(Stored items)
◆ ◆ ◆ ◆ ◆
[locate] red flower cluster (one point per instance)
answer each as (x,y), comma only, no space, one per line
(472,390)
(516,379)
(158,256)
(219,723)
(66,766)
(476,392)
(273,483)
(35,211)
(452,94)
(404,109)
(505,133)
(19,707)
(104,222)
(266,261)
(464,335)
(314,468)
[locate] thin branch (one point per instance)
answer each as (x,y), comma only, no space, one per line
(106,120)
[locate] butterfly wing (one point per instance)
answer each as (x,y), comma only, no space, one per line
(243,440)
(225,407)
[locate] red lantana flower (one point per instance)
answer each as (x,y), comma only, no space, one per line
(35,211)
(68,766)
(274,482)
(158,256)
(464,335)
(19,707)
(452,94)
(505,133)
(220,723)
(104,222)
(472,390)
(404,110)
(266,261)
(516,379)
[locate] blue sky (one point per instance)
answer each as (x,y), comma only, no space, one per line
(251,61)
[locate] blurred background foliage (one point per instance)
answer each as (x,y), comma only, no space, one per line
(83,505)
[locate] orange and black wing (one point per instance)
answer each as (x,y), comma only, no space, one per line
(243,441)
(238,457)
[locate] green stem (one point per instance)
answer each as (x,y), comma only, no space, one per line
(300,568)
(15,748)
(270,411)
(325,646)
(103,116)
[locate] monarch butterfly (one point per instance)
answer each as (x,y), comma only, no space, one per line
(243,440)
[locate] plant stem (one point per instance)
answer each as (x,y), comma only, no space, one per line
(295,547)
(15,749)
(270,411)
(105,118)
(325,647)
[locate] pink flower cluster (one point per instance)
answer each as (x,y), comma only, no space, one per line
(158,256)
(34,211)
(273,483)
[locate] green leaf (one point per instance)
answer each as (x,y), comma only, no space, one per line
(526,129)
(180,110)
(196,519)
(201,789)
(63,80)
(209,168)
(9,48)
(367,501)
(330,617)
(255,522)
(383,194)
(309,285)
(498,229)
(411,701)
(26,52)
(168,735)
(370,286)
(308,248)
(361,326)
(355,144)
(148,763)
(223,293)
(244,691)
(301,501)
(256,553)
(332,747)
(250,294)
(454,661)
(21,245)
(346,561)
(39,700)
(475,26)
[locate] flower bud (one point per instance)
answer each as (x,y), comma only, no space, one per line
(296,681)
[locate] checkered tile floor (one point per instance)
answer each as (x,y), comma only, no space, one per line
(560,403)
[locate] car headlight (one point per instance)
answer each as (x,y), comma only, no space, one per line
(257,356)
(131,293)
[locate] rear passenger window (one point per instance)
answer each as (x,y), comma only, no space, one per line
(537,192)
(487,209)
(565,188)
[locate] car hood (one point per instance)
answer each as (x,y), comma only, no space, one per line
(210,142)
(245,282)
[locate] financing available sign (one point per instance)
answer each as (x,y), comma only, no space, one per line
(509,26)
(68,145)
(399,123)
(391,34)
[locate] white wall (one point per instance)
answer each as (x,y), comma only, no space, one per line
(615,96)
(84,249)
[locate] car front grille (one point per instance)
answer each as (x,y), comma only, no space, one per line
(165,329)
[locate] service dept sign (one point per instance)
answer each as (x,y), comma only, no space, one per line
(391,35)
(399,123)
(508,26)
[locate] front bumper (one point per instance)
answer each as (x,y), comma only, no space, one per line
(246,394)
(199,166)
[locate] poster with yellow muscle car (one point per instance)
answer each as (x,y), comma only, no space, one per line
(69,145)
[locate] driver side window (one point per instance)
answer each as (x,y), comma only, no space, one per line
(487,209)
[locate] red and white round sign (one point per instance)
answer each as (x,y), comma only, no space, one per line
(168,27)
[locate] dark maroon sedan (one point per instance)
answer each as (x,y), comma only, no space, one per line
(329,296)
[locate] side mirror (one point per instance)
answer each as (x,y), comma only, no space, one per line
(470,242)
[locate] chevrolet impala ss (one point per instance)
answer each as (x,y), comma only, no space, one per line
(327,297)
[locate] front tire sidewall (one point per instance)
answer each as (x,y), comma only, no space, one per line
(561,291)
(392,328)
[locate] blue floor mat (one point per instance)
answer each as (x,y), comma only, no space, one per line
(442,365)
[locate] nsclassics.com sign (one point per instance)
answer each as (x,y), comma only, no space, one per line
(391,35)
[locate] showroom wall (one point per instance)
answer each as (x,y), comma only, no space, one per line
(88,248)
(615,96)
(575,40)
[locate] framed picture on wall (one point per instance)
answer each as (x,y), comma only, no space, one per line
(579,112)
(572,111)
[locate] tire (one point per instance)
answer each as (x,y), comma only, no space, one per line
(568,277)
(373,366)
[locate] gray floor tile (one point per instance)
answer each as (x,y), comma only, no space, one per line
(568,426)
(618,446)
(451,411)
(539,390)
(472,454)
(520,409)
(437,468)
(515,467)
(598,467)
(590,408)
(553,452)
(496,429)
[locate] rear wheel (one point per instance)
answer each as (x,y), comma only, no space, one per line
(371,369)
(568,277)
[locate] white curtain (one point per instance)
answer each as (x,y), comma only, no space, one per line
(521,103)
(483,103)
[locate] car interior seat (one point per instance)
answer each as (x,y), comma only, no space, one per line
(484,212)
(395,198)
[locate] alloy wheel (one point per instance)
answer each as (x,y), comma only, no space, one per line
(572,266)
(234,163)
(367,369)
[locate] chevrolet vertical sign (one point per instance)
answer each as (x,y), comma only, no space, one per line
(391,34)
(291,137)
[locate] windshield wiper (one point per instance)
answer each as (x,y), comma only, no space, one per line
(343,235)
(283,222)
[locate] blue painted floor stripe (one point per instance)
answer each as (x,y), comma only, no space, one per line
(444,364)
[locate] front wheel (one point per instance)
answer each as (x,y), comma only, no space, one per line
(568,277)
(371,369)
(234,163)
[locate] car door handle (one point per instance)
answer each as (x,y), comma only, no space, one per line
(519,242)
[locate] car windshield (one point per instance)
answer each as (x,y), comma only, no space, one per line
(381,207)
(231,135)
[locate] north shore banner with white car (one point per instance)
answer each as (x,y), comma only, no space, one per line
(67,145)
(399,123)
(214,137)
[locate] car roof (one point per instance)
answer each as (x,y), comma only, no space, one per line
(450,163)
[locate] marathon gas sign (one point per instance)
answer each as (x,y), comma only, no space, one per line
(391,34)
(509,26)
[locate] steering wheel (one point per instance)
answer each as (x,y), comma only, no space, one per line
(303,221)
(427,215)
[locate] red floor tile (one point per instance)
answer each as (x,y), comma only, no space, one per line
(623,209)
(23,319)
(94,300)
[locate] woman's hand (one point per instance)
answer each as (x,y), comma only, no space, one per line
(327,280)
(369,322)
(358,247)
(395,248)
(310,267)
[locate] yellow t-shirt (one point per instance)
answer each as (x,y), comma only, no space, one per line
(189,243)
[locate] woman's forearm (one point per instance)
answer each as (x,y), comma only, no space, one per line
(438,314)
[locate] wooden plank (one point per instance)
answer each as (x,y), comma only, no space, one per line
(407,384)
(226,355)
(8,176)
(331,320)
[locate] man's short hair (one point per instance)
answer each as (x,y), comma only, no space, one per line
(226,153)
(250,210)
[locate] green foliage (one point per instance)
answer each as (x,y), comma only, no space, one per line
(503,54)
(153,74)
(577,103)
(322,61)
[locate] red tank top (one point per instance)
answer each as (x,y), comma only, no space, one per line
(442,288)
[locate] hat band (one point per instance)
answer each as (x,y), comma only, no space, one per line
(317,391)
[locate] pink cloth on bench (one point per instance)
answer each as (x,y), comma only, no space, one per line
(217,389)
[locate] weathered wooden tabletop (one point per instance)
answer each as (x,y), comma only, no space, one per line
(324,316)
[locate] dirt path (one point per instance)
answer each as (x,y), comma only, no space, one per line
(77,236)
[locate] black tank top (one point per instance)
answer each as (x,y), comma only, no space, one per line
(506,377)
◆ ◆ ◆ ◆ ◆
Aim of the task:
Please copy the part of the items that opens with the line containing "[locate] yellow t-shirt" and closes with the final line of the items. Raise every x and y coordinate in the answers by 59 and keep all other lines unchanged.

Exercise output:
[locate] yellow t-shirt (one point per instance)
answer each as (x,y), comma only, no space, one per line
(248,302)
[locate] woman's forearm (one point per instance)
answer each as (x,y), comma only, no space, one per line
(497,373)
[locate] wooden plank (one point per instance)
answer each as (x,y), comma only, no space, one per line
(466,443)
(285,414)
(67,235)
(390,379)
[locate] man's short hair (one point per instance)
answer each as (x,y), comma only, no space, one per line
(285,212)
(309,269)
[locate] green foliage (one point per instance)
answer each as (x,y), comma only, no space, one per line
(562,113)
(212,133)
(636,162)
(381,120)
[locate] red tank top (one point per instance)
answer each as (x,y), comma only, no space, one per line
(501,347)
[locate] hat band (one point per instance)
answer each as (x,y), comma only, no space, one per line
(376,450)
[locate] pink cloth on bench (one point per instance)
answer each as (x,y), comma only, no space, one per line
(276,448)
[locate] weathered wooden tabletop (one point per instance)
answer each as (x,y), comma only, no space, one per line
(383,375)
[locate] dirt path (one point per instance)
answer each as (x,y), comma only, no space, one per line
(136,295)
[locate] black tank top (one point per instance)
answer each as (x,y), comma only, no space, one per line
(565,436)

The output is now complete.